◆ Exercise aim: Return each line in the material below that contains the string "bouquet". Case counts.

◆ Supplied information:
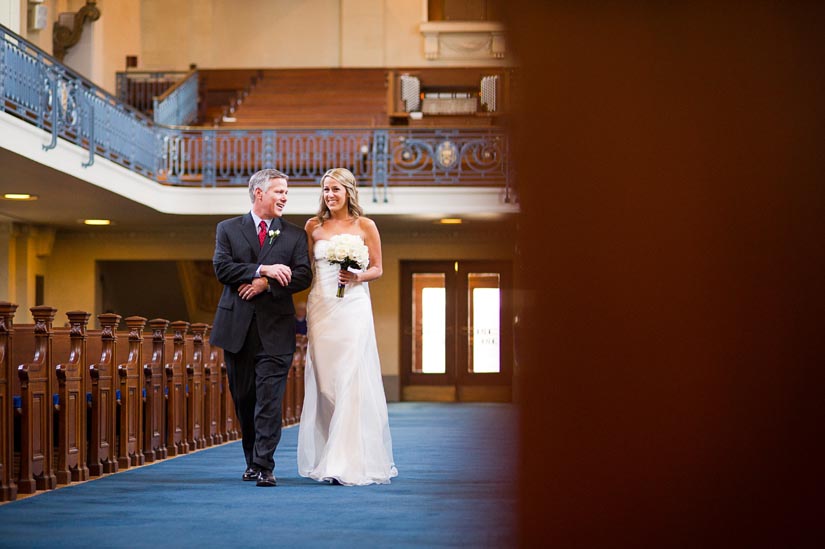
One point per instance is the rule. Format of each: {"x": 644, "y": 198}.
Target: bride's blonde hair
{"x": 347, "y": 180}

==

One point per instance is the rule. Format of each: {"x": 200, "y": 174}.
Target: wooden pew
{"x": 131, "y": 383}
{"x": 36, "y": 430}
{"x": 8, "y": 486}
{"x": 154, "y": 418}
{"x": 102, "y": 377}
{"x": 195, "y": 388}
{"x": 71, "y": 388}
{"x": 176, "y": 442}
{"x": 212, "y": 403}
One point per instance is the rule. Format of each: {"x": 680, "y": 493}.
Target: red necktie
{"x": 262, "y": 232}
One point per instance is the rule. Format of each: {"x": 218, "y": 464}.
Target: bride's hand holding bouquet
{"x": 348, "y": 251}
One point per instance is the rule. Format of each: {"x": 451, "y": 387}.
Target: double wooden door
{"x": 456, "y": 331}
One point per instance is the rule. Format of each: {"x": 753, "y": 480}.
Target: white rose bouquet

◆ Expected output:
Target: bride's hand holding bouquet
Target: white rose bouquet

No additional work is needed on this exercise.